→ Activity
The response should be an exact repetition of all the entries.
== == ==
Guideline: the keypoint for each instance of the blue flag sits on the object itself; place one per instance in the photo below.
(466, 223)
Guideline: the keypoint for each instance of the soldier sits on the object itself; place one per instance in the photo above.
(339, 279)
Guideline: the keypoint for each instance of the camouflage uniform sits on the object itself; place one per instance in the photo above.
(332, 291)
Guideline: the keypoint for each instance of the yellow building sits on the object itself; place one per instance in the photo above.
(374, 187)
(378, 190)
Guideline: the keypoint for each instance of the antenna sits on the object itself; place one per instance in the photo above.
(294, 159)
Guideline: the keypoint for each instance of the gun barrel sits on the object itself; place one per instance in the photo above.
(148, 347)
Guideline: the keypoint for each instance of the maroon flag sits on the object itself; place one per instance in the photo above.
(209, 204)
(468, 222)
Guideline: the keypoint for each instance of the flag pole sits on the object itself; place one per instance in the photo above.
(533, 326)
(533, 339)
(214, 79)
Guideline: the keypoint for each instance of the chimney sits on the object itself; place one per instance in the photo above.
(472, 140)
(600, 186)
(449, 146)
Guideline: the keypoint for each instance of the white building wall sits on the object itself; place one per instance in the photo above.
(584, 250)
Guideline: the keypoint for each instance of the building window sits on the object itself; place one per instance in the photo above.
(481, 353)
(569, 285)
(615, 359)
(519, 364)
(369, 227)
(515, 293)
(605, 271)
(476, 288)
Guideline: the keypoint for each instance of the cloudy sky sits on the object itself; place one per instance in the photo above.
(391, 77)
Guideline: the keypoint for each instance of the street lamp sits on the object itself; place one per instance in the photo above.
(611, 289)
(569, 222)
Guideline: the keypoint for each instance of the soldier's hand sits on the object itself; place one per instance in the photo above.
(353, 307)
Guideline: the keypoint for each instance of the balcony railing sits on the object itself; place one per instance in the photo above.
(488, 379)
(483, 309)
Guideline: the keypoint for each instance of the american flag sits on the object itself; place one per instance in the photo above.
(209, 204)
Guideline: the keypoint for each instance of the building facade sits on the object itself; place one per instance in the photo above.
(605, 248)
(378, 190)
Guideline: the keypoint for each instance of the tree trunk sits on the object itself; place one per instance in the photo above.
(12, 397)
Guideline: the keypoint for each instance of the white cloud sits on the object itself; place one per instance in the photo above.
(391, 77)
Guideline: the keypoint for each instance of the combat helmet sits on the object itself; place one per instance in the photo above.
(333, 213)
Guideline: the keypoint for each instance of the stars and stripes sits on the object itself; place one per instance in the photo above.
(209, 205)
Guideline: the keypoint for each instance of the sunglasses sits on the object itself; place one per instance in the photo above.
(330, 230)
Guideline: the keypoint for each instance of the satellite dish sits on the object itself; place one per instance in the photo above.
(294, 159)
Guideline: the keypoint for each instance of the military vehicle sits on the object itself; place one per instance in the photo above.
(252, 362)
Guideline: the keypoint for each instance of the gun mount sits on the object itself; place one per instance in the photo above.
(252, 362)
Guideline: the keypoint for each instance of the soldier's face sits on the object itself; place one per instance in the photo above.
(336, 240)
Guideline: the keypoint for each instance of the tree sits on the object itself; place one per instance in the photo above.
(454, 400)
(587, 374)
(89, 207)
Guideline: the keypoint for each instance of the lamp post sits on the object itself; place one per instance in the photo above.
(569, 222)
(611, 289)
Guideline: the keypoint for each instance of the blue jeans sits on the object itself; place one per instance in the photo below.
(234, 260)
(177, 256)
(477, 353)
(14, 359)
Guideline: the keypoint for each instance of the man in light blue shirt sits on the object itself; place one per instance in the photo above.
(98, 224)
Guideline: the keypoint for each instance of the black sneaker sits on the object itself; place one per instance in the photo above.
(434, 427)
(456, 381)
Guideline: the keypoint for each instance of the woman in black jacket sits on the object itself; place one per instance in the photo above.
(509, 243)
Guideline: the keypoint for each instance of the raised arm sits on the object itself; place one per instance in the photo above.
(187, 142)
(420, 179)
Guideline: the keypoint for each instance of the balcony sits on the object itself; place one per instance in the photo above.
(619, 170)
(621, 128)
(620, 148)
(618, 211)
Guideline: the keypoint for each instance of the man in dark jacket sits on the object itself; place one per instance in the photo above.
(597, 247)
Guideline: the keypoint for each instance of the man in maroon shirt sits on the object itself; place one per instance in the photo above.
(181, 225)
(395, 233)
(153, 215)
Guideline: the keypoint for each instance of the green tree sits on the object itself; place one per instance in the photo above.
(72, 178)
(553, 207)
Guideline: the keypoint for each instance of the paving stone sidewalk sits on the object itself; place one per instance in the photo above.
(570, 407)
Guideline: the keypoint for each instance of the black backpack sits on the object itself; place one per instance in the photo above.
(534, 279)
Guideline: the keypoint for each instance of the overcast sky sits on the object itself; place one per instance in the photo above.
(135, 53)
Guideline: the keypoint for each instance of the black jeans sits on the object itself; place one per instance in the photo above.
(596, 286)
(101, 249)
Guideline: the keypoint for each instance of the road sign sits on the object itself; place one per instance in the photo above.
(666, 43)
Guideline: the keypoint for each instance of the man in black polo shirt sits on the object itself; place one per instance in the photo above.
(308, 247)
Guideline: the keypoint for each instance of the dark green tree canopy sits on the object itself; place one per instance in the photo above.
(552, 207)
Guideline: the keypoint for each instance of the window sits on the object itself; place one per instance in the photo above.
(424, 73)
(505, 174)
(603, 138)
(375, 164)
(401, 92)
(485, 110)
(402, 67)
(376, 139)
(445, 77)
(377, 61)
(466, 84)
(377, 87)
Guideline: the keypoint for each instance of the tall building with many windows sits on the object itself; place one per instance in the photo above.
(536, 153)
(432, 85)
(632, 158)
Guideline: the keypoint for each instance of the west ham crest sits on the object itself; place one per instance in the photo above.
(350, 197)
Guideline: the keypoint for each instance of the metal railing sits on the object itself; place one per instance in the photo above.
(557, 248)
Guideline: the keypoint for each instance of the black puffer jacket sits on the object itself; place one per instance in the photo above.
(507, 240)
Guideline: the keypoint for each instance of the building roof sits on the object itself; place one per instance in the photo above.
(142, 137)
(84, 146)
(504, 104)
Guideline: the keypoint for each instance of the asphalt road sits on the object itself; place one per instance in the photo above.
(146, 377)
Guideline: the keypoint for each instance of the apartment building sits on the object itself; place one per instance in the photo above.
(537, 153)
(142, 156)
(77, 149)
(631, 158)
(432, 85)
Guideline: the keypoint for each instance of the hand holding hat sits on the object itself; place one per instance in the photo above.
== == ==
→ Solution
Guideline: the keypoint for each instance of the blue flag sits on the object itself; place one per instance in the photo below.
(466, 223)
Guideline: the keypoint for each instance of the soldier sits on the object itself; place one per instance in the photo above.
(339, 279)
Guideline: the keypoint for each instance of the camouflage uniform sits on the object itself; place one per instance in the photo above.
(332, 291)
Guideline: the keypoint for each instance of the yellow building sits on the object itself; place one per instance in the photo above.
(374, 187)
(378, 190)
Guideline: the keypoint for each instance of the antenna sits on the object itself; place one per instance in the photo above.
(294, 159)
Guideline: the keypoint for each instance of the gun barrel sits on the object itself; place one per instance in the photo above.
(148, 347)
Guideline: the keypoint for each instance of the maroon flag sits on the object itself; place one per instance in the photo above.
(209, 204)
(468, 222)
Guideline: the keypoint for each instance of the flag pole sits on the object itself; place one per instance in the photo above.
(533, 326)
(533, 339)
(214, 79)
Guideline: the keypoint for each instance of the chimney sits on the object itself; place one per instance in the photo above.
(472, 140)
(600, 186)
(449, 146)
Guideline: the keypoint for each instance of the white building wall sits on the object itself; place one per instance in the photo above.
(584, 250)
Guideline: the keypoint for each instance of the building window sits on the object itself; place one per instance in the photo above.
(481, 353)
(569, 285)
(615, 359)
(519, 364)
(369, 227)
(515, 293)
(605, 271)
(476, 288)
Guideline: the keypoint for each instance of the cloudy sky sits on the object itself; place one per instance in the photo above.
(391, 77)
Guideline: the keypoint for each instance of the street lamp sits on the object itself; place one per instance in the photo above.
(611, 289)
(569, 222)
Guideline: the keypoint for each instance of the soldier's hand sits on the object itself; place one per instance in the photo above.
(353, 307)
Guideline: the keypoint for each instance of the balcony railing sits on the object itself; place one per instance in the photo above.
(488, 379)
(483, 309)
Guideline: the keypoint for each instance of the american flag sits on the object itself; place one per instance in the photo above.
(209, 204)
Guideline: the keypoint for each instance of the building facade sits on the object itself; place one per instance in the photo above.
(605, 248)
(378, 190)
Guideline: the keypoint for each instance of the tree trunk sits on the object itself; place one per instance in the photo above.
(12, 397)
Guideline: the keypoint for each instance of the white cloud sits on the object itself; place one per instance in the photo above.
(391, 77)
Guideline: the keypoint for each instance of the combat helmet sits on the object itself; place one per instance in the photo above.
(333, 213)
Guideline: the keypoint for each instance of the stars and stripes sits on the object itself; place one per instance in the photo above.
(209, 205)
Guideline: the keypoint for each instance of the sunglasses sits on the object itself; place one per instance in the photo above.
(330, 230)
Guideline: the keypoint for each instance of the satellite dish sits on the object itself; place one per instance in the photo above.
(294, 159)
Guideline: the keypoint for each instance of the military vehicle sits on the object itself; place one per instance in the photo above.
(252, 362)
Guideline: the keypoint for each instance of the gun mount sits on the object itself; place one per instance in the photo above.
(252, 362)
Guideline: the keypoint for each instance of the soldier's face sits on the object itself; place one per instance in the photo above.
(336, 240)
Guideline: the keypoint for each instance of the tree sits on the object itself; place one per instance in the photo above.
(454, 400)
(587, 374)
(89, 207)
Guideline: the keypoint for each instance of the lamp post sits on the object itself; place one per instance in the photo above.
(569, 222)
(611, 289)
Guideline: the keypoint for each instance of the blue jeans sits on the object itself; place one per instance in the photo below.
(234, 260)
(177, 256)
(477, 353)
(14, 359)
Guideline: the keypoint for each instance of the man in light blue shirt sits on the object itself; place one per instance in the photo above.
(98, 224)
Guideline: the keypoint for each instance of the black sneaker sits on the object itself; place one per instance in the photo above.
(434, 427)
(456, 381)
Guideline: the keypoint for each instance of the woman in black jacket sits on the object itself; place one per instance in the photo above.
(509, 243)
Guideline: the keypoint for each instance of the raised arm sits on the object itself; place one per instance in the photo above.
(187, 142)
(420, 179)
Guideline: the keypoint for each instance of the balcony sits on the object itself; place one per instance in the photo above.
(619, 170)
(621, 128)
(620, 148)
(618, 211)
Guideline: the keypoint for each instance of the man in dark jacket sits on the object itself; place one per instance in the photo above.
(597, 247)
Guideline: the keypoint for each instance of the man in maroon shirt sits on the object itself; place one per instance in the photo above.
(181, 225)
(395, 233)
(153, 215)
Guideline: the keypoint for each instance of the green tree sits on the object itself; place one per instance in the photo above.
(72, 178)
(553, 207)
Guideline: the keypoint for each instance of the paving stone sidewalk sits on the object itself; place one per instance in the photo above.
(570, 407)
Guideline: the keypoint for each instance of the black backpack sits on the object itself; place one per instance in the photo above.
(534, 279)
Guideline: the keypoint for each instance of the overcast sky sits on the object itself; place one per instance in the photo above.
(135, 53)
Guideline: the keypoint for each instance of the black jeans sits on the object itself; place one per instance in the photo above.
(596, 286)
(101, 249)
Guideline: the keypoint for each instance of the road sign sits on the object itself; place one per instance in the photo above.
(666, 43)
Guideline: the keypoint for each instance of the man in black polo shirt sits on the object itself; place one per instance in the photo above.
(308, 247)
Guideline: the keypoint for each instance of the dark green tree canopy sits on the object itself; place one per instance in the photo above.
(552, 207)
Guideline: the keypoint for each instance of the window sits on the object itself; place one per instance in the photo above.
(424, 73)
(505, 174)
(603, 138)
(375, 164)
(401, 92)
(485, 110)
(402, 67)
(376, 139)
(445, 77)
(377, 61)
(466, 84)
(377, 87)
Guideline: the keypoint for each instance of the tall building with many windows sits on the object itself; place one per instance in the photo above.
(536, 153)
(432, 85)
(632, 158)
Guideline: the keypoint for each instance of the west ham crest sits on the object itself; place one per instance in the photo above.
(350, 197)
Guideline: the keypoint for each instance of the metal railing sits on the object itself; place one per instance in the photo above.
(557, 248)
Guideline: the keypoint for each instance of the black puffer jacket sits on the object itself; place one per instance in the photo above.
(507, 240)
Guideline: the keypoint for each instance of the building roof sits on the object itself; place one per instance in the photo above.
(142, 137)
(84, 146)
(504, 104)
Guideline: the keypoint for each instance of the asphalt road sits on the object itself; place one per instance in the photo above.
(146, 377)
Guideline: the keypoint for each instance of the apartment building sits on the object itself; place one per instance in the photo above.
(537, 153)
(142, 156)
(77, 149)
(631, 158)
(432, 85)
Guideline: the keypoint for each instance of the hand holding hat sits on the object itself; place one per instance in the photo above.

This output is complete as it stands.